Instructions to follow: Reproduce the complete set of records exactly. No picture is to appear in the copy.

Saved entries:

━━━━━━━━

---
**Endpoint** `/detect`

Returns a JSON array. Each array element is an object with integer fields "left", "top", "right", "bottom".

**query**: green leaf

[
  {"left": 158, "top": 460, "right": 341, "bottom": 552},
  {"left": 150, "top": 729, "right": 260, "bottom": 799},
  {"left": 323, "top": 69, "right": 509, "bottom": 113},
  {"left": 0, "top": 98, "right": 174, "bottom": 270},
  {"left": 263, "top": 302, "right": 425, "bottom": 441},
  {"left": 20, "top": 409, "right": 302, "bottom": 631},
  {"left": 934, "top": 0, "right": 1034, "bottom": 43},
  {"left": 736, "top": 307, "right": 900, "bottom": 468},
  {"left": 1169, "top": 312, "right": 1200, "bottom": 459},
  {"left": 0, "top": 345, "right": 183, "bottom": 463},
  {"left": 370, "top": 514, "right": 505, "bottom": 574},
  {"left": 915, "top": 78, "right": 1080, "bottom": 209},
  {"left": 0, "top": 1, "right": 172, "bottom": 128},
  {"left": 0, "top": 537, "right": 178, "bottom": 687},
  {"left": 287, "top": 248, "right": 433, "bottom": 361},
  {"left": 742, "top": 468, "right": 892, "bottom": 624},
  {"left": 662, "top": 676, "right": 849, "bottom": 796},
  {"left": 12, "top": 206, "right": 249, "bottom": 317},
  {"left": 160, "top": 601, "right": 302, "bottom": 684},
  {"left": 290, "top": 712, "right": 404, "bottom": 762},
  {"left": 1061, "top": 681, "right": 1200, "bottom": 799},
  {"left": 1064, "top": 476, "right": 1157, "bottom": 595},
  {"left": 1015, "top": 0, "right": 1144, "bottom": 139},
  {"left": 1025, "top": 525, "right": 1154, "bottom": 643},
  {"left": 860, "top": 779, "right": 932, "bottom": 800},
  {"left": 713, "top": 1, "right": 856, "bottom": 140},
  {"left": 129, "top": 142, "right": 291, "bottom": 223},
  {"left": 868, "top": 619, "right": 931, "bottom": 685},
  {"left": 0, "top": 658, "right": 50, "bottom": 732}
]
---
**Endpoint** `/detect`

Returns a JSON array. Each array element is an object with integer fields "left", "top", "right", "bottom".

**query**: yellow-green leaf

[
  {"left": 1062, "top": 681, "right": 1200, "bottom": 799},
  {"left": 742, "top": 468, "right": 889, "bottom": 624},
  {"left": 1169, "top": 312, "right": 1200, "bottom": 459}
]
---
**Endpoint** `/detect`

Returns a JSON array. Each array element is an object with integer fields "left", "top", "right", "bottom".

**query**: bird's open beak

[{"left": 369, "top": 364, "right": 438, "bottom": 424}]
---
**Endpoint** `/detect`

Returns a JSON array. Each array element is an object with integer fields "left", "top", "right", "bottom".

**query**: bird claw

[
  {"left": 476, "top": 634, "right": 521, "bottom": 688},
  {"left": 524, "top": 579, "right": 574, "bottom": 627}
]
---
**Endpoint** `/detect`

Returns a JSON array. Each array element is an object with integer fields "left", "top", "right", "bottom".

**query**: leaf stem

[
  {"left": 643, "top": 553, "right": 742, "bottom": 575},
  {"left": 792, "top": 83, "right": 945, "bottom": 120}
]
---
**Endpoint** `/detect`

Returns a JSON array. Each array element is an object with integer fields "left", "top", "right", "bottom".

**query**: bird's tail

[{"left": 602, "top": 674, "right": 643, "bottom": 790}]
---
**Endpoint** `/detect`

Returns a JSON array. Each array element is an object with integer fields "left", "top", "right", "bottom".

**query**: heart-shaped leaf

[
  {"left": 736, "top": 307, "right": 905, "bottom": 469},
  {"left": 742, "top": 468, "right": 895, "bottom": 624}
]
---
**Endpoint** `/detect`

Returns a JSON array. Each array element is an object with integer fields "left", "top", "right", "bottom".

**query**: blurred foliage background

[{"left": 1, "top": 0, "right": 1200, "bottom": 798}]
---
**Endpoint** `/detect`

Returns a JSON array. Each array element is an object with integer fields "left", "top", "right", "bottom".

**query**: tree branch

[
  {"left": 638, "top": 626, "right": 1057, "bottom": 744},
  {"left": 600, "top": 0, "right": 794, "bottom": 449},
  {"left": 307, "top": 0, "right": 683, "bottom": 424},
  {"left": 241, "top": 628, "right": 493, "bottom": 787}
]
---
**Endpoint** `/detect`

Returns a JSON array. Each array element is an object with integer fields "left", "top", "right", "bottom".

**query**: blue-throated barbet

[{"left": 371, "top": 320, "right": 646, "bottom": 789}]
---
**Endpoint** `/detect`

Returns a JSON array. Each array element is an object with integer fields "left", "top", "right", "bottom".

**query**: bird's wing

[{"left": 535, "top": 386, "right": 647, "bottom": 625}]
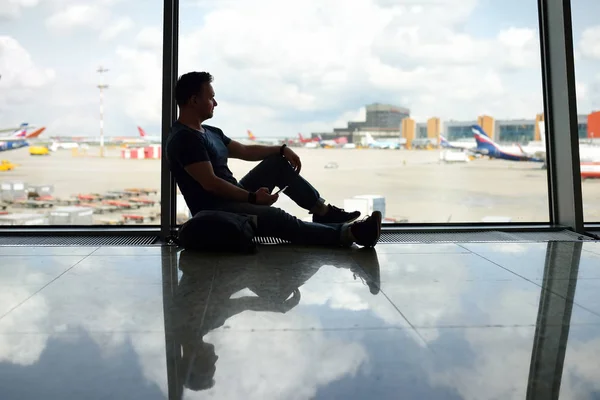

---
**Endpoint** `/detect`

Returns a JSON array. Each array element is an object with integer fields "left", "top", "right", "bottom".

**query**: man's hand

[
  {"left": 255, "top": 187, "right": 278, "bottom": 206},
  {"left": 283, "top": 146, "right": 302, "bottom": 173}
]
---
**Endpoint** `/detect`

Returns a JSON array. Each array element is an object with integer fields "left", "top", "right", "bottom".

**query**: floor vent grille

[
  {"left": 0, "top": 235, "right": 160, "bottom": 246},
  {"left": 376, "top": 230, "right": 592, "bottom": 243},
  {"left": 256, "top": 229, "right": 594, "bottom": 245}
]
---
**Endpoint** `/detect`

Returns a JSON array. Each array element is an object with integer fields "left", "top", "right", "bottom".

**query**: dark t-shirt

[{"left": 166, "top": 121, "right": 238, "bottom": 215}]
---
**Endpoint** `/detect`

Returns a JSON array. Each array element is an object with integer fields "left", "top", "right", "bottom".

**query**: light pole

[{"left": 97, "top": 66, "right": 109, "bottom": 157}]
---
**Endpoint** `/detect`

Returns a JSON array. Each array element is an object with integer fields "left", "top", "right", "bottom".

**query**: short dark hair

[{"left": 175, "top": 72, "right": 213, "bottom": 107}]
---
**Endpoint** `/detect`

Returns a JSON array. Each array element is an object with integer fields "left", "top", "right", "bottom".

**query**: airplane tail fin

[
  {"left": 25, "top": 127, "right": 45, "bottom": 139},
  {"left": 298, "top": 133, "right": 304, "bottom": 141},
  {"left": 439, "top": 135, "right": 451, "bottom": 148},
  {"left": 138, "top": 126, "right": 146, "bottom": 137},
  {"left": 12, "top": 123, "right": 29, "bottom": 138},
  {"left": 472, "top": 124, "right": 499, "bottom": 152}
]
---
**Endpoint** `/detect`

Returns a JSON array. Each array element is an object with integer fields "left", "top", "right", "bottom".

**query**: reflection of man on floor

━━━━━━━━

Answer for the task:
---
**Endpoint** `/detect`

Returns a JSON array. Each array element is an object with integer fields "left", "top", "right", "bottom".

**query**: green leaf

[
  {"left": 158, "top": 460, "right": 341, "bottom": 552},
  {"left": 150, "top": 729, "right": 260, "bottom": 799},
  {"left": 323, "top": 69, "right": 509, "bottom": 113},
  {"left": 0, "top": 98, "right": 174, "bottom": 270},
  {"left": 263, "top": 302, "right": 425, "bottom": 441},
  {"left": 20, "top": 409, "right": 302, "bottom": 631},
  {"left": 934, "top": 0, "right": 1034, "bottom": 43},
  {"left": 736, "top": 307, "right": 900, "bottom": 468},
  {"left": 1169, "top": 312, "right": 1200, "bottom": 459},
  {"left": 0, "top": 345, "right": 183, "bottom": 463},
  {"left": 370, "top": 514, "right": 505, "bottom": 574},
  {"left": 915, "top": 78, "right": 1080, "bottom": 209},
  {"left": 0, "top": 1, "right": 172, "bottom": 128},
  {"left": 0, "top": 537, "right": 178, "bottom": 687},
  {"left": 287, "top": 248, "right": 433, "bottom": 361},
  {"left": 742, "top": 468, "right": 892, "bottom": 624},
  {"left": 662, "top": 676, "right": 849, "bottom": 796},
  {"left": 12, "top": 206, "right": 249, "bottom": 317},
  {"left": 160, "top": 601, "right": 302, "bottom": 684},
  {"left": 290, "top": 712, "right": 404, "bottom": 762},
  {"left": 1061, "top": 681, "right": 1200, "bottom": 799},
  {"left": 1064, "top": 476, "right": 1157, "bottom": 595},
  {"left": 1015, "top": 0, "right": 1144, "bottom": 139},
  {"left": 1025, "top": 525, "right": 1154, "bottom": 643},
  {"left": 860, "top": 779, "right": 932, "bottom": 800},
  {"left": 713, "top": 1, "right": 856, "bottom": 140},
  {"left": 129, "top": 142, "right": 291, "bottom": 223},
  {"left": 868, "top": 619, "right": 931, "bottom": 685},
  {"left": 0, "top": 658, "right": 50, "bottom": 732}
]
---
**Endpoint** `/detect`

Returns a JSON array. Each array element is an object with integer fields "left", "top", "right", "bottom".

**query**: yellow-green leaf

[
  {"left": 1062, "top": 681, "right": 1200, "bottom": 799},
  {"left": 742, "top": 468, "right": 889, "bottom": 624},
  {"left": 1169, "top": 312, "right": 1200, "bottom": 459}
]
---
**Endpoint** `/detect`

Returns a JSON array. Each array element is an object with integer fields "left", "top", "right", "bottom".

**query**: bird's open beak

[{"left": 369, "top": 364, "right": 438, "bottom": 424}]
---
**Endpoint** `/detect`

Returns a JSON array. Each array element is an object with integer fields "left", "top", "right", "bottom".

**query**: bird claw

[
  {"left": 476, "top": 634, "right": 521, "bottom": 688},
  {"left": 524, "top": 579, "right": 574, "bottom": 627}
]
---
**Endpoint** `/detect`

Returns a JSON array. Each array element is an object with integer fields "left", "top", "right", "bottom".

**query**: leaf stem

[
  {"left": 643, "top": 553, "right": 742, "bottom": 575},
  {"left": 792, "top": 83, "right": 945, "bottom": 120}
]
---
**Endpoint** `/detect`

Returns a JSON array. Each array element is an object with integer fields "left", "top", "right", "bottom".

**query**: bird's tail

[{"left": 602, "top": 674, "right": 643, "bottom": 790}]
---
**Endpoint** `/detect`

Returns a JSON array. Each array element is an object with integer fields "left", "top", "right", "bottom".

**query**: heart-shaped leaf

[
  {"left": 736, "top": 307, "right": 905, "bottom": 469},
  {"left": 742, "top": 468, "right": 895, "bottom": 624}
]
---
**Endpoint** `/detect`

Returns a JSON array. Each array element is an object with integer fields "left", "top", "right", "bottom".

**query**: blurred foliage background

[{"left": 1, "top": 0, "right": 1200, "bottom": 798}]
---
**Endpoint** `/detect`

Returns a JSON array. Each array element is an object with integer fields "left", "top", "right", "bottom".

**query**: tree branch

[
  {"left": 638, "top": 626, "right": 1057, "bottom": 744},
  {"left": 600, "top": 0, "right": 794, "bottom": 449},
  {"left": 307, "top": 0, "right": 683, "bottom": 424},
  {"left": 241, "top": 628, "right": 493, "bottom": 787}
]
---
**Endpoint** `/detect`

Returns a JSON array. Each array element is an object with integer fields "left", "top", "right", "bottom".

**query**: blue-throated barbet

[{"left": 371, "top": 320, "right": 646, "bottom": 789}]
---
**Endpoint** `/detect`

Returns a JSON array. Each array element is an object with integer fields "left", "top", "right", "bottom".

**query**: bird's wing

[{"left": 535, "top": 386, "right": 647, "bottom": 625}]

---
**Endpoint** `/detect`

Returns a JSON array. Each array element is an object with integer fields "left", "top", "right", "bottom".

**query**: man's hand

[
  {"left": 255, "top": 187, "right": 278, "bottom": 206},
  {"left": 283, "top": 146, "right": 302, "bottom": 173}
]
---
**Endpoint** `/detect`

Returns a JSON array. Each array element is an object with integer fields "left", "top", "right", "bottom".

**query**: floor vent grille

[
  {"left": 0, "top": 235, "right": 160, "bottom": 246},
  {"left": 376, "top": 230, "right": 592, "bottom": 243},
  {"left": 256, "top": 229, "right": 594, "bottom": 245}
]
---
**Endpoint** `/detect`

Returns a JSON array. Each array element is an object with integer fields "left", "top", "right", "bottom".

**query**: dark t-shirt

[{"left": 166, "top": 121, "right": 238, "bottom": 215}]
---
**Endpoint** `/detect`

Returns a JSON array. Each array element is an object with integer fields "left", "top", "right", "bottom".

**query**: light pole

[{"left": 97, "top": 66, "right": 109, "bottom": 157}]
---
**Endpoint** `/detect`

Returns a JSON array. Each array element is an object with integer fields "left", "top", "right", "bottom".

**query**: short dark hair

[{"left": 175, "top": 72, "right": 213, "bottom": 107}]
---
**Endpoint** `/detect`

Returns a JSON array. Each array element is an object with integer fields "left", "top", "right", "bottom".

**query**: airplane tail fin

[
  {"left": 25, "top": 127, "right": 45, "bottom": 139},
  {"left": 298, "top": 133, "right": 304, "bottom": 141},
  {"left": 439, "top": 135, "right": 451, "bottom": 148},
  {"left": 138, "top": 126, "right": 146, "bottom": 137},
  {"left": 12, "top": 123, "right": 29, "bottom": 138},
  {"left": 472, "top": 124, "right": 499, "bottom": 152}
]
---
**Endpoint** `/detect`

Returns a JSON array. Each array element is an object with integer fields "left", "top", "right", "bottom".

**query**: reflection of man on floor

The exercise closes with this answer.